→ Page
+++

- Born: Harold Frederick Brigham May 25, 1897 Newark, New Jersey, US
- Died: March 15, 1971 (aged 73) Indianapolis, Indiana, US
- Burial place: Crown Hill Cemetery
- Education: Princeton University
- Occupation: Librarian
- Employer: Indiana State Library

= Harold F. Brigham =

American librarian (1897–1971)

Harold Frederick Brigham (May 25, 1897 – March 15, 1971) was an American librarian. He served as director of the Indiana State Library and of the Louisville Free Public Library and as interim secretary of the American Library Association in 1948.

== Life and career ==
Brigham was born in Newark, New Jersey, in 1897. Raised in the Trenton Junction section of Ewing Township, New Jersey, Brigham graduated in 1916 from Trenton Central High School, where he lettered in both baseball and track. He enlisted in the United States Naval Reserve after his freshman year at Princeton University and spent most of World War I in Officers' Training School at the Pelham Bay Naval Training Station in New York City. After the war, he spent several months as a librarian at Camp Merritt, New Jersey, before returning to Princeton as a junior in 1919, where he continued his participation on the varsity rowing team.

+++

→ Written tasks
A. In the Harold F. Brigham biography, which high school did Brigham graduate from in 1916?
B. Rewrite the part of the Harold F. Brigham biography that opens with the words containing "- Born: Harold" and closes with "Association in 1948.", changing "director" to "head".
C. Please pick up the Harold F. Brigham biography where it stops and extend it.

+++

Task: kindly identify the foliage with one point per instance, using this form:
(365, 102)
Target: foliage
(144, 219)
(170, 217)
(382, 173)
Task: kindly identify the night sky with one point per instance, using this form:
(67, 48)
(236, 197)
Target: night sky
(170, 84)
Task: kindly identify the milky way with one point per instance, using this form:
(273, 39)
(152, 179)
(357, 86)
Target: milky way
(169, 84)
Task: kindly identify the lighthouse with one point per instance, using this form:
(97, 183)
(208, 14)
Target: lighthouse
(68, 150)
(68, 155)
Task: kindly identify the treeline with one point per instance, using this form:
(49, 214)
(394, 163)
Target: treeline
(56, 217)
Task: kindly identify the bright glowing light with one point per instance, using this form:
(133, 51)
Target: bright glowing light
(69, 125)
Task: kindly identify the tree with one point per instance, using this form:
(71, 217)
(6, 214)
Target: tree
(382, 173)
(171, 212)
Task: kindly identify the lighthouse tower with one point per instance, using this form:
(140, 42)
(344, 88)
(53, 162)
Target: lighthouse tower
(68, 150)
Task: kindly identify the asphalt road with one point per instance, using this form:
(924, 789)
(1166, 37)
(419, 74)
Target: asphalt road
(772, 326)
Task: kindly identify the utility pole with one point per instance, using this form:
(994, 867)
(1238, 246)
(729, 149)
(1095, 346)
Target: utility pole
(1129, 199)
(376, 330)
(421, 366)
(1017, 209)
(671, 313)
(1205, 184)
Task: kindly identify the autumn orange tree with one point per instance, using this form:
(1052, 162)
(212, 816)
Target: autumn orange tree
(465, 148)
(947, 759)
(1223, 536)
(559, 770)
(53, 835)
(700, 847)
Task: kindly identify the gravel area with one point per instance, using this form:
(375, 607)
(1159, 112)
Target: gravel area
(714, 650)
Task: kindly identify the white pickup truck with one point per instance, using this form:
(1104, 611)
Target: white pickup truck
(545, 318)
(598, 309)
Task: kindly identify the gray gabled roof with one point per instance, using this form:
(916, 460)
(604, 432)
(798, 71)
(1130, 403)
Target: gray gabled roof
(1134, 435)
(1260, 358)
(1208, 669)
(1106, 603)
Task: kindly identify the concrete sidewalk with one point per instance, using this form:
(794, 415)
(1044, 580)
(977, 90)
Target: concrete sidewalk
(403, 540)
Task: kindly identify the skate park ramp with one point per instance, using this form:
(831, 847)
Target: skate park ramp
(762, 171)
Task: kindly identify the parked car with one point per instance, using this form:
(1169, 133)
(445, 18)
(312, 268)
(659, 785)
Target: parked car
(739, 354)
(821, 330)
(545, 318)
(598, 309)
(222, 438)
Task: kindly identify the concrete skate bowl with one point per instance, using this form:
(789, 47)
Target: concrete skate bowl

+++

→ The results
A. Trenton Central High School

B.
- Born: Harold Frederick Brigham May 25, 1897 Newark, New Jersey, US
- Died: March 15, 1971 (aged 73) Indianapolis, Indiana, US
- Burial place: Crown Hill Cemetery
- Education: Princeton University
- Occupation: Librarian
- Employer: Indiana State Library

= Harold F. Brigham =

American librarian (1897–1971)

Harold Frederick Brigham (May 25, 1897 – March 15, 1971) was an American librarian. He served as head of the Indiana State Library and of the Louisville Free Public Library and as interim secretary of the American Library Association in 1948.

C.
He graduated with a Bachelor of Arts degree from Princeton University in 1921 and received his librarian's certificate from the library school at the New York Public Library in 1922. He went on to work at libraries in Trenton and New Brunswick, New Jersey, and in Nashville, Tennessee. From 1931 to 1942 he served as the director of Louisville Free Public Library in Louisville, Kentucky, where he also chaired the city's health and welfare council.

In 1942, Brigham became director of the Indiana State Library. He served as executive secretary of the Indiana Commission on Public Records and of the Indiana Library Certification Board. He also served as director and officer of the Indiana Library Association.

Brigham held various offices with the American Library Association throughout his career, including terms as interim secretary (July–August 1948), treasurer (1947–1949), member of the Executive Board (1938–1942), and member of the Committee on Salaries, Insurance and Annuities (1924–1929). As secretary, his role was equivalent to executive director. He variously served as president of the Public Library Association from 1951 to 1952 and briefly as president of the New Jersey Library Association in 1925.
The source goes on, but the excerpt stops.